Document section
-.-.-

What is Lent?
Historically, Lent is the 40-day period before Easter, which the Church uses to prepare for the celebration of our Lord Jesus Christ’s Resurrection on Easter Sunday.
When does Lent begin?
Lent begins on Ash Wednesday, which is the day on which the faithful have their foreheads signed with ashes in the form of a Cross. It ends at noon on Holy Saturday. The 40 days excludes the five Sundays of Lent.
Why is Lent forty days long?
Because 40 days is a traditional number of discipline, devotion, and preparation in the Bible. Moses stayed on the Mountain of God 40 days (Exodus 24:18, 34:28), Elijah traveled 40 days before he reached the cave where he had his vision (1 Kings 19:8), Nineveh was given 40 days to repent (Jonah 3:4), and most importantly, prior to undertaking His ministry, Jesus spent 40 days in the wilderness praying and fasting (Matthew 4:2). He also spent 40 weeks in His mother’s womb.
Since Lent is a period of prayer and fasting, it is fitting for Christians to imitate their Lord with a 40-day period. Christ used a 40-day period of prayer and fasting to prepare for His ministry, which culminated in His death and resurrection, and thus it is fitting for Christians to imitate Him with a 40-day period of prayer and fasting to prepare for the celebration of His ministry’s climax, Good Friday (His crucifixion) and Easter Sunday (His Resurrection).
Why do Catholics have their foreheads marked with a cross on Ash Wednesday?

-.-.-

Listed entries
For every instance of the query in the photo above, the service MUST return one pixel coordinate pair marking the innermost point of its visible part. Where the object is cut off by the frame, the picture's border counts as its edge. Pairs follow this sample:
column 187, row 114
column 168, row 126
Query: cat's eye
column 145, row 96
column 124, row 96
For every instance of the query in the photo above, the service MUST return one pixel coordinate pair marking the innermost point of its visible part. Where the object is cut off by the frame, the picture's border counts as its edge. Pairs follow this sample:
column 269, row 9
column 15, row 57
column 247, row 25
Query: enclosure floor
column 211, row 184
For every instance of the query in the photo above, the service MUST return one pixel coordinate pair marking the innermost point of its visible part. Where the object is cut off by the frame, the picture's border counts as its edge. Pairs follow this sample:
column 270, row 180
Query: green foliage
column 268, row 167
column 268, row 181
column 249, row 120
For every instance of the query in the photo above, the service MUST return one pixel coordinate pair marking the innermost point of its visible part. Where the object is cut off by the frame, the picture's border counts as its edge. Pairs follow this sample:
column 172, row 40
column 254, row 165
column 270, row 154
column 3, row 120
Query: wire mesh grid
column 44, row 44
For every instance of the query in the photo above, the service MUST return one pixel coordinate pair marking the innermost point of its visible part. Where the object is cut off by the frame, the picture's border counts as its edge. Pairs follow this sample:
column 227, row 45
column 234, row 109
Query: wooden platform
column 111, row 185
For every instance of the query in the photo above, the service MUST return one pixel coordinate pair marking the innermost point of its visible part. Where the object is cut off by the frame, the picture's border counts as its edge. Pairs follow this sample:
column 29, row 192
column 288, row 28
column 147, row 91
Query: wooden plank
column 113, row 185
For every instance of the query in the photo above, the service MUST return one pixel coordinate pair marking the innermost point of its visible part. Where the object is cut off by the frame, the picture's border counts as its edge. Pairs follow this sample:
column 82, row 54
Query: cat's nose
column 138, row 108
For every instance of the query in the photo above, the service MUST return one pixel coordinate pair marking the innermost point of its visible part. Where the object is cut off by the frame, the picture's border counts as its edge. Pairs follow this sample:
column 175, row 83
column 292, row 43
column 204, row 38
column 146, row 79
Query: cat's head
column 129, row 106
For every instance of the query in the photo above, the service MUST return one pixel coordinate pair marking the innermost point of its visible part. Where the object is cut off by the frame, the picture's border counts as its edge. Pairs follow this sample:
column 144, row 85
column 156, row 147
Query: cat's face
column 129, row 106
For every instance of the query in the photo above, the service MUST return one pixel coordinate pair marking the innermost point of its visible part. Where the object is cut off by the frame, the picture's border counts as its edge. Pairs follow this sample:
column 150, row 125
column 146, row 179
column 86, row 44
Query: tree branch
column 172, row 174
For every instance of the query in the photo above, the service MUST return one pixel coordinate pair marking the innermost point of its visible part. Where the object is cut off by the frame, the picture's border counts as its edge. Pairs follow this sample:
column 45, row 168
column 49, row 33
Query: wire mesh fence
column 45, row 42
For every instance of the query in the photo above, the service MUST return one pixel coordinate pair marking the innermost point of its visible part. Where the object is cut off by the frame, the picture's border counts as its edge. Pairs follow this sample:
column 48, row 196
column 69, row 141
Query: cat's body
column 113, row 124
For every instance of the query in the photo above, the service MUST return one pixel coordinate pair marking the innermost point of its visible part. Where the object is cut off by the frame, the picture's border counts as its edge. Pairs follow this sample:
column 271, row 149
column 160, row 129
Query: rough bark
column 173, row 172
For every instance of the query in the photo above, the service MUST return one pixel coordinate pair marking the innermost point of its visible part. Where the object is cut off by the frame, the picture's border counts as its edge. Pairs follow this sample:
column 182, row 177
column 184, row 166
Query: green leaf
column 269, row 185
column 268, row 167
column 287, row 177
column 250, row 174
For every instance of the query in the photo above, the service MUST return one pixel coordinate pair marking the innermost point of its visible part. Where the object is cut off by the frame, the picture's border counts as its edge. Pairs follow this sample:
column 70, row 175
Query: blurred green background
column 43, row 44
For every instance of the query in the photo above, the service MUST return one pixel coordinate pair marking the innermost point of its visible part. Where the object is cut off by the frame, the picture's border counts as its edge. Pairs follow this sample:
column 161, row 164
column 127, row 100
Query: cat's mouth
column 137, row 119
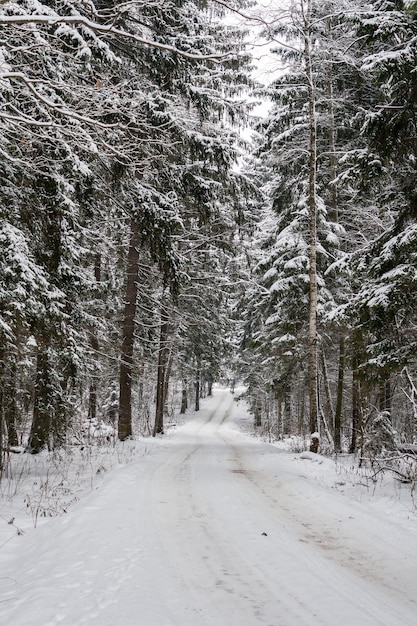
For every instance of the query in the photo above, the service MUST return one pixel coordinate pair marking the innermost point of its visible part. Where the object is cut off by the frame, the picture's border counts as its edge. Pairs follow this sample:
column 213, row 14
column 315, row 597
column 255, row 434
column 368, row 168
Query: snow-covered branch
column 109, row 30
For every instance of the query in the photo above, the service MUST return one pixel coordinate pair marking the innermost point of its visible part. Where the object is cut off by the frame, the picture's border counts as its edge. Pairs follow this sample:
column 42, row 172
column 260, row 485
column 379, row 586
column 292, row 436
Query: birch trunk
column 312, row 200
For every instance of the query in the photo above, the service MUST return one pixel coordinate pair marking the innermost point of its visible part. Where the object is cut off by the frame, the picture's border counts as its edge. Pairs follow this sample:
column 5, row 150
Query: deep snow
column 208, row 526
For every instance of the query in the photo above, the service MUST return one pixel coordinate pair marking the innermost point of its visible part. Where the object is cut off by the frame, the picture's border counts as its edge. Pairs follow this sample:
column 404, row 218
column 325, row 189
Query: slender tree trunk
column 1, row 409
column 356, row 411
column 312, row 333
column 339, row 397
column 162, row 367
column 197, row 389
column 92, row 400
column 184, row 399
column 128, row 335
column 40, row 432
column 168, row 376
column 10, row 415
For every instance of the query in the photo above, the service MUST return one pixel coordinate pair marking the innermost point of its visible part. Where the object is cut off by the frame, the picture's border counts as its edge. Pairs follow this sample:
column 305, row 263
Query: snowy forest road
column 213, row 528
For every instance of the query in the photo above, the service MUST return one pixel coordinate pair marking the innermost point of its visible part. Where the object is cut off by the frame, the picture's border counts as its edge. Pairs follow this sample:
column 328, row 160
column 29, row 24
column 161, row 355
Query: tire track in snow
column 210, row 522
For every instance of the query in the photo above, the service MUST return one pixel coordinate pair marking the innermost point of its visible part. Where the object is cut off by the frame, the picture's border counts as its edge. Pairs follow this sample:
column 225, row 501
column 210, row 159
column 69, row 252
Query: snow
column 210, row 526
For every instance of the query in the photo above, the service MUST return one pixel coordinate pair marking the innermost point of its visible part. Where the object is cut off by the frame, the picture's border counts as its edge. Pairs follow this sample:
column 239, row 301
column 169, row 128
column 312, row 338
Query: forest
column 149, row 249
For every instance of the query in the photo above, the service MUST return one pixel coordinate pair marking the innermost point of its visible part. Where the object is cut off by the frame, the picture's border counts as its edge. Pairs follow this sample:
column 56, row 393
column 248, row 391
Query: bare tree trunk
column 197, row 389
column 162, row 366
column 128, row 335
column 339, row 397
column 356, row 411
column 40, row 432
column 92, row 400
column 312, row 333
column 184, row 399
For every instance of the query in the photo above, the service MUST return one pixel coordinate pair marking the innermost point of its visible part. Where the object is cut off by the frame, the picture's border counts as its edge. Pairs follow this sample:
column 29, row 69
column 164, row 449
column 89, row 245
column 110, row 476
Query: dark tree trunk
column 184, row 400
column 1, row 409
column 162, row 372
column 40, row 433
column 128, row 335
column 356, row 411
column 197, row 390
column 92, row 400
column 385, row 396
column 10, row 406
column 339, row 398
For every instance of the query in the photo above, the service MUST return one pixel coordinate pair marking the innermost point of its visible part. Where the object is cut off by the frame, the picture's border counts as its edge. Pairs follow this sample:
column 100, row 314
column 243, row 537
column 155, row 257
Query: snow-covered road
column 213, row 528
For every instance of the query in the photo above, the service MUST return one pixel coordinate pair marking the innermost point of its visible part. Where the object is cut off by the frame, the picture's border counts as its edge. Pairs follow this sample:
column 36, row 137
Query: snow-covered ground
column 205, row 526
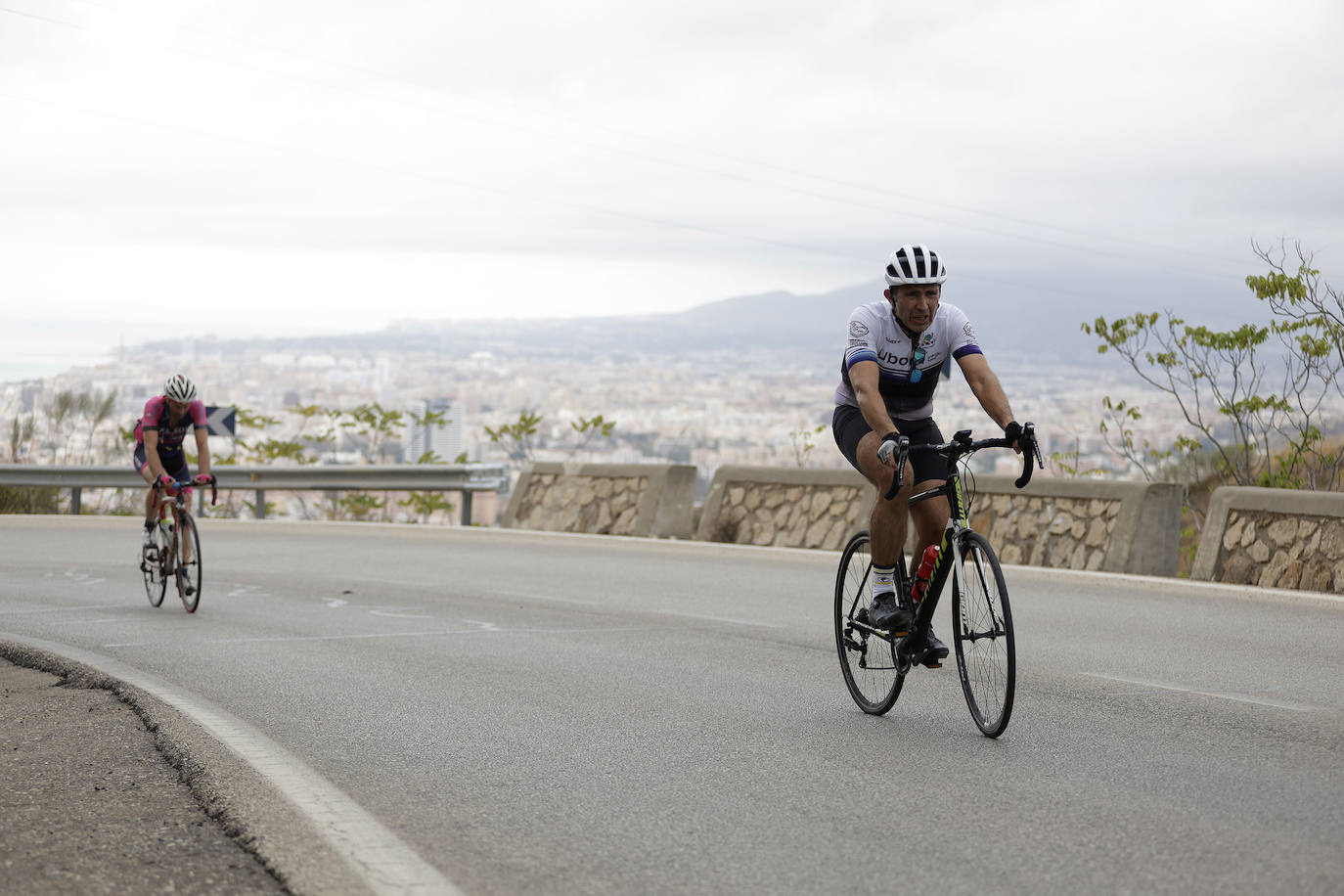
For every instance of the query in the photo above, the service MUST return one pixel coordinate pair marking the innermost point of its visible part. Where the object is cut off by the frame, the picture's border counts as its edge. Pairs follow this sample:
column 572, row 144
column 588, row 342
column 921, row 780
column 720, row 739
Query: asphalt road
column 541, row 713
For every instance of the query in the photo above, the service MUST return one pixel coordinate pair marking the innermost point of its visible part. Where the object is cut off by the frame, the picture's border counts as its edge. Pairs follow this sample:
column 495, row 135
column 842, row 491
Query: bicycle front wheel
column 985, row 654
column 867, row 661
column 189, row 563
column 151, row 565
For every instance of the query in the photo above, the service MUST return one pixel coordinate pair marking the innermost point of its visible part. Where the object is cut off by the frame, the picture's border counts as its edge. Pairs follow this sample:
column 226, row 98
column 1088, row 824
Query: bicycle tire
column 987, row 657
column 151, row 567
column 187, row 535
column 875, row 686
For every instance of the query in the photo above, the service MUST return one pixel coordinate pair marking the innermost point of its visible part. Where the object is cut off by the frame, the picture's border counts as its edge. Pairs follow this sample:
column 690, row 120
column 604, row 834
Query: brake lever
column 902, row 454
column 1030, row 452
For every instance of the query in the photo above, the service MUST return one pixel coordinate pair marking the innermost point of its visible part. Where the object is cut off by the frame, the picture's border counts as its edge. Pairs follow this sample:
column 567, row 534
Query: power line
column 746, row 179
column 511, row 194
column 740, row 160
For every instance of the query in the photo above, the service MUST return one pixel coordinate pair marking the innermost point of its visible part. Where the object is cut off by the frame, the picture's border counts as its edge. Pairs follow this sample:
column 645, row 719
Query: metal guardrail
column 402, row 477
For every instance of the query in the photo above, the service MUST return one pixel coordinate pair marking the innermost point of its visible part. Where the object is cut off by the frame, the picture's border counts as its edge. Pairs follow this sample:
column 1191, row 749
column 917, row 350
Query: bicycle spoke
column 985, row 651
column 867, row 661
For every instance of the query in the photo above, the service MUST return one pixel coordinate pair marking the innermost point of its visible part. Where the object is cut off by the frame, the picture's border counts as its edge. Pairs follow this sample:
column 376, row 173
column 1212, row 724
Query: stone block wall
column 1062, row 533
column 1275, row 539
column 1064, row 524
column 1081, row 524
column 604, row 499
column 785, row 508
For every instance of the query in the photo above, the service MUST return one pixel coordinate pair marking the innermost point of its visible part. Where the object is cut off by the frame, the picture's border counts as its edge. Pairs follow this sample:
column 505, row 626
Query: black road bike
column 175, row 553
column 875, row 662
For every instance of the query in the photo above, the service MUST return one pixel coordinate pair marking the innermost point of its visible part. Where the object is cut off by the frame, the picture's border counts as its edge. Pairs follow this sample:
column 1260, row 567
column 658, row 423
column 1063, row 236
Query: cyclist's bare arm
column 863, row 378
column 203, row 452
column 987, row 388
column 152, row 456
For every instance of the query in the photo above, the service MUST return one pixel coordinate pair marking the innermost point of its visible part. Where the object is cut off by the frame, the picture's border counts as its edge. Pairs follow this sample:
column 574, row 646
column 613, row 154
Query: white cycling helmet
column 915, row 265
column 179, row 388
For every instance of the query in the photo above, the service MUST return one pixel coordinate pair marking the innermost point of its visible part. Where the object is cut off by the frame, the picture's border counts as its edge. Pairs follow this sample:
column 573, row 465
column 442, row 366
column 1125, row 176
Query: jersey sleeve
column 863, row 337
column 962, row 335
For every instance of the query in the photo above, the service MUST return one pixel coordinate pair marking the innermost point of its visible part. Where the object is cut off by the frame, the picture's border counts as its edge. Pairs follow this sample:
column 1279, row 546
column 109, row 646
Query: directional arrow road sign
column 221, row 420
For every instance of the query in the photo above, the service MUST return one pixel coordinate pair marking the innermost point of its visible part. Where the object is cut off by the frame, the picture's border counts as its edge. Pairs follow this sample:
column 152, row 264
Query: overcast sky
column 274, row 166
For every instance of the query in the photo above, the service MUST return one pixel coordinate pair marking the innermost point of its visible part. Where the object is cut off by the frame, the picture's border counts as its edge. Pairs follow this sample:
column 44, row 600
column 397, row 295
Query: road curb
column 273, row 806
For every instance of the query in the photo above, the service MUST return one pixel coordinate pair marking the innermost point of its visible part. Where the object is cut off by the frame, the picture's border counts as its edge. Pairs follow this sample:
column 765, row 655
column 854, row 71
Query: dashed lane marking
column 1222, row 694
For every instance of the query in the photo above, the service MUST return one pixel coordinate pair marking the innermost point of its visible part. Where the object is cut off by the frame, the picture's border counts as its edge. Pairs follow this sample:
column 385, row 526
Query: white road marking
column 367, row 636
column 1221, row 694
column 730, row 621
column 373, row 852
column 87, row 606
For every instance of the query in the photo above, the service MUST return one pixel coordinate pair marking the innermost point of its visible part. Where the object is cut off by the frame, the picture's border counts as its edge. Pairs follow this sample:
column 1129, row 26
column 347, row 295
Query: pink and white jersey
column 169, row 434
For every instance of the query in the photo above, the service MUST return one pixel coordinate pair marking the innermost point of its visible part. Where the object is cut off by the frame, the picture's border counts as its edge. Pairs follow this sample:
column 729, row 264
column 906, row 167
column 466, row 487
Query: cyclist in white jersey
column 890, row 371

-.-.-

Check your understanding
a – At what time does Lent end, according to the text about Lent?
b – Resume the text about Lent from its last line.
The material has no connection to the text about Lent.

Task answers
a – At noon on Holy Saturday.

b –
Because in the Bible a mark on the forehead is a symbol of a person’s ownership. By having their foreheads marked with the Sign of a Cross, this symbolizes that the person belongs to Jesus Christ, Who died on a Cross. This is in imitation of the spiritual mark or seal that is put on a Christian in baptism, when he is delivered from slavery to sin and the devil, and made a servant of righteousness and Christ (Romans 6:3-18). It is also in imitation of the way the righteous are described in the book of Revelation: “Do not harm the earth or the sea or the trees, till we have sealed the servants of our God upon their foreheads.” (Revelation 7:3)
What is a day of fast and abstinence?
Under current canon law in the Western Rite of the Church, a day of fast is one on which Catholics who are eighteen to sixty years old are required to keep a limited fast. In this country, one may eat a single, normal meal and have two snacks, so long as these snacks do not add up to a second meal. Children are not required to fast, but their parents must ensure they are properly educated in the spiritual practice of fasting. Those with medical conditions requiring a greater or more regular food intake can easily be dispensed from the requirement of fasting by their pastor. A day of abstinence is a day on which Catholics fourteen years or older are required to abstain from eating meat.